= Exercise requirements =
List every keyword parameter named in the socket-make-stream method definition in the SBCL socket stream text below.

= Document extract =

I use SBCL on Linux and have noticed a problem when writing
lots of data to socket streams created with usocket.
In file backend/sbcl.lisp, the function socket-connect creates a
stream as follows:
(setf (socket-stream usocket)
(sb-bsd-sockets:socket-make-stream socket
:input t
:output t
:buffering :full
:element-type element-type))
If you look at the code for sb-bsd-sockets:socket-make-stream in
sbcl/contrib/sb-bsd-sockets/sockets.lisp, you'll see that it specifies
a default value of T for the keyword argument serve-events:
(defmethod socket-make-stream ((socket socket)
&key input output
(element-type 'character)
(buffering :full)
(external-format :default)
timeout
auto-close
(serve-events t))
This means that SBCL streams created by usocket have a true
serve-events property. When writing large amounts of data to several
streams, the kernel will eventually stop accepting data from SBCL.

= Recorded data =
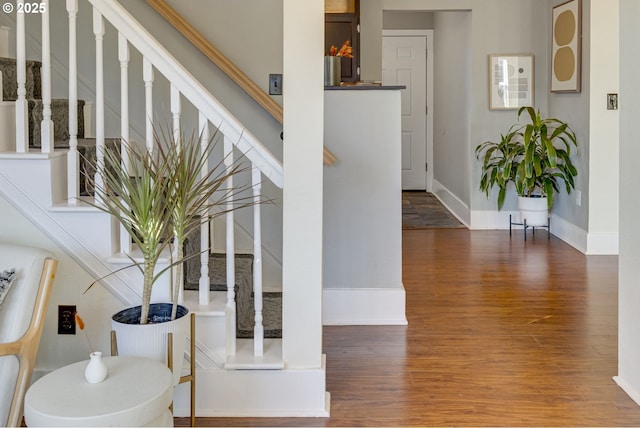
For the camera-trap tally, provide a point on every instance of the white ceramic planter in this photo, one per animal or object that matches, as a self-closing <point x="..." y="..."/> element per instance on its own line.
<point x="151" y="340"/>
<point x="534" y="210"/>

= Finished exercise =
input, output, element-type, buffering, external-format, timeout, auto-close, serve-events